◆ WORK TASK A:
Copy the part of the set-bits problem from "Description" to "their binary representation." word for word.
◆ WORK TASK B:
In the set-bits problem, list every number in Example 1 that has a prime number of set bits.
◆ WORK TASK C:
According to the set-bits problem, how many set bits does 21 have when written in binary?

◆ PROVIDED PASSAGE:
· · · · · · ·

762. Prime Number of Set Bits in Binary Representation

Description

Given two integers left and right, return the count of numbers in the inclusive range [left, right] having a prime number of set bits in their binary representation.

Recall that the number of set bits an integer has is the number of 1's present when written in binary.

For example, 21 written in binary is 10101, which has 3 set bits.

Example 1:

Input: left = 6, right = 10
Output: 4
Explanation:
6  -> 110 (2 set bits, 2 is prime)
7  -> 111 (3 set bits, 3 is prime)
8  -> 1000 (1 set bit, 1 is not prime)
9  -> 1001 (2 set bits, 2 is prime)
10 -> 1010 (2 set bits, 2 is prime)
4 numbers have a prime number of set bits.

Example 2:

Input: left = 10, right = 15
Output: 5
Explanation:
10 -> 1010 (2 set bits, 2 is prime)
11 -> 1011 (3 set bits, 3 is prime)
12 -> 1100 (2 set bits, 2 is prime)
13 -> 1101 (3 set bits, 3 is prime)
14 -> 1110 (3 set bits, 3 is prime)
15 -> 1111 (4 set bits, 4 is not prime)
5 numbers have a prime number of set bits.

Constraints:

1 <= left <= right <= 10⁶
0 <= right - left <= 10⁴

Solutions

方法一：数学 + 位运算

题目中 \(\textit{left}\) 和 \(\textit{right}\) 的范围均在 \(10^6\) 以内，而 \(2^{20} = 1048576\)，因此，二进制中 \(1\) 的个数最多也就 \(20\) 个，而 \(20\) 以内的质数有 \([2, 3, 5, 7, 11, 13, 17, 19]\)。

我们枚举 \([\textit{left},.. \textit{right}]\) 范围内的每个数，统计其二进制中 \(1\) 的个数，然后判断该个数是否为质数，如果是，答案加一。

时间复杂度 \(O(n\times \log m)\)。其中 \(n = \textit{right} - \textit{left} + 1\)，而 \(m\) 为 \([\textit{left},.. \textit{right}]\) 范围内的最大数。

Python3JavaC++GoTypeScriptRust

class Solution:
    def countPrimeSetBits(self, left: int, right: int) -> int:
        primes = {2, 3, 5, 7, 11, 13, 17, 19}
        return sum(i.bit_count() in primes for i in range(left, right + 1))

· · · · · · ·

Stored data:
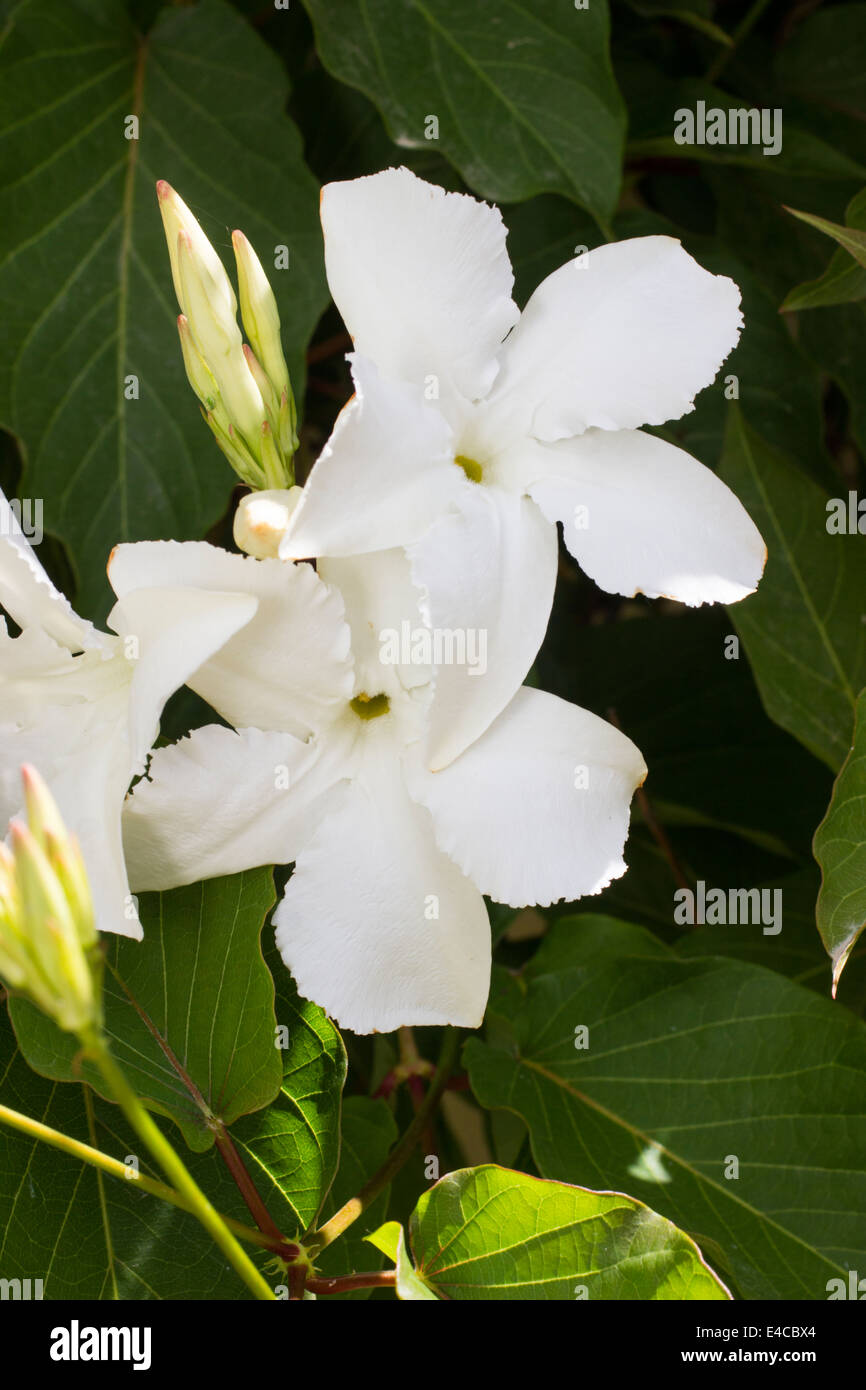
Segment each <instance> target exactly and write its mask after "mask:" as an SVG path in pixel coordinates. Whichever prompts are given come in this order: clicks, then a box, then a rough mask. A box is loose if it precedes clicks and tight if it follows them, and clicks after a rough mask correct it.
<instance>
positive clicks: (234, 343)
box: [178, 231, 265, 445]
mask: <svg viewBox="0 0 866 1390" xmlns="http://www.w3.org/2000/svg"><path fill="white" fill-rule="evenodd" d="M178 271H179V275H181V286H182V289H183V302H185V311H186V318H188V321H189V328H190V334H192V339H193V343H195V346H196V347H197V350H199V353H200V356H202V357H203V359H204V361H206V363H207V367H209V370H210V371H211V374H213V377H214V379H215V382H217V388H218V391H220V396H221V398H222V402H224V404H225V409H227V411H228V417H229V420H231V421H232V424H234V425H235V428H236V430H240V432H242V435H243V436H245V439H247V441H249V442H250V445H253V441H254V439H256V438H257V435H259V432H260V430H261V423H263V420H264V418H265V409H264V402H263V399H261V392H260V391H259V386H257V385H256V382H254V381H253V377H252V374H250V370H249V366H247V361H246V357H245V356H243V339H242V338H240V329H239V328H238V322H236V320H235V316H234V314H228V313H218V311H214V310H215V304H214V300H213V296H211V281H210V277H209V272H207V270H206V267H204V265H203V264H202V261H200V260H199V259H197V257H196V253H195V247H193V243H192V240H190V238H189V235H188V232H183V231H182V232H179V234H178Z"/></svg>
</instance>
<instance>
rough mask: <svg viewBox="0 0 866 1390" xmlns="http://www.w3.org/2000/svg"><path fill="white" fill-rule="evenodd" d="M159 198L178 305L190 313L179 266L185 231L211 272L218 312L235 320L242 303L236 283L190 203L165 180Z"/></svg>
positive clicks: (161, 184) (186, 312)
mask: <svg viewBox="0 0 866 1390" xmlns="http://www.w3.org/2000/svg"><path fill="white" fill-rule="evenodd" d="M156 190H157V197H158V200H160V213H161V214H163V227H164V229H165V240H167V242H168V257H170V260H171V278H172V279H174V292H175V295H177V296H178V304H179V306H181V310H182V313H185V314H186V313H188V309H186V303H185V300H183V288H182V282H181V271H179V265H178V234H179V232H185V234H186V235H188V236H189V240H190V243H192V246H193V250H195V254H196V257H197V260H199V263H200V264H202V267H203V268H204V271H206V272H207V277H209V281H210V288H211V293H213V296H214V311H221V313H222V314H229V316H231V317H232V318H234V317H235V314H236V313H238V300H236V299H235V291H234V289H232V282H231V279H229V278H228V275H227V272H225V267H224V264H222V261H221V260H220V257H218V256H217V253H215V250H214V249H213V246H211V245H210V242H209V239H207V236H206V235H204V232H203V231H202V227H200V225H199V222H197V220H196V218H195V217H193V214H192V213H190V211H189V208H188V206H186V203H185V202H183V199H182V197H181V196H179V193H175V190H174V189H172V186H171V183H167V182H165V179H164V178H161V179H160V181H158V183H157V186H156Z"/></svg>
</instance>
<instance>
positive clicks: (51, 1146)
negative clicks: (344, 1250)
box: [0, 1105, 274, 1251]
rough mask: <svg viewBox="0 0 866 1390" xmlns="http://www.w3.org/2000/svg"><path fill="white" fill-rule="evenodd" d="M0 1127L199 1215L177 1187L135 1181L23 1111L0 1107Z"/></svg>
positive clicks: (61, 1130) (147, 1178)
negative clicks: (85, 1163) (175, 1192)
mask: <svg viewBox="0 0 866 1390" xmlns="http://www.w3.org/2000/svg"><path fill="white" fill-rule="evenodd" d="M0 1125H8V1126H10V1129H15V1130H19V1133H21V1134H28V1136H29V1137H31V1138H36V1140H39V1141H40V1143H42V1144H50V1145H51V1148H58V1150H60V1151H61V1152H63V1154H68V1155H70V1158H76V1159H79V1161H81V1162H83V1163H90V1165H92V1166H93V1168H96V1169H97V1170H100V1172H103V1173H108V1175H110V1176H111V1177H118V1179H120V1180H121V1181H122V1183H135V1186H136V1187H138V1188H140V1190H142V1191H145V1193H147V1194H149V1195H150V1197H158V1198H160V1201H164V1202H168V1205H170V1207H177V1208H178V1211H182V1212H190V1213H192V1215H195V1212H193V1208H192V1207H190V1204H189V1202H188V1201H186V1198H185V1197H181V1194H179V1193H175V1190H174V1187H168V1186H167V1184H165V1183H160V1181H157V1180H156V1179H153V1177H147V1176H146V1173H136V1175H135V1177H131V1176H129V1173H131V1169H129V1168H126V1165H125V1163H121V1161H120V1158H111V1155H110V1154H103V1151H101V1150H100V1148H93V1145H90V1144H82V1143H81V1140H76V1138H72V1137H71V1136H70V1134H64V1133H63V1130H56V1129H51V1127H50V1126H49V1125H43V1123H42V1120H35V1119H32V1116H31V1115H22V1113H21V1112H19V1111H11V1109H10V1108H8V1106H7V1105H0ZM221 1220H224V1222H225V1225H227V1226H228V1227H231V1230H234V1232H235V1234H236V1236H239V1237H240V1240H246V1241H249V1244H252V1245H260V1247H261V1248H263V1250H270V1251H274V1241H272V1240H271V1237H270V1236H265V1234H264V1233H263V1232H260V1230H254V1229H253V1227H252V1226H245V1225H243V1222H240V1220H235V1218H234V1216H221Z"/></svg>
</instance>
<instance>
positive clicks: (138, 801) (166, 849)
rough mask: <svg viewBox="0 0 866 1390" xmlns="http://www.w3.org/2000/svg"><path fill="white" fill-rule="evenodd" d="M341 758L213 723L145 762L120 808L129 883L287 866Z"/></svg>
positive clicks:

· · · · · · ·

◆ WRITTEN RESPONSE A:
Description

Given two integers left and right, return the count of numbers in the inclusive range [left, right] having a prime number of set bits in their binary representation.

◆ WRITTEN RESPONSE B:
6, 7, 9, 10

◆ WRITTEN RESPONSE C:
3 set bits (21 is 10101 in binary).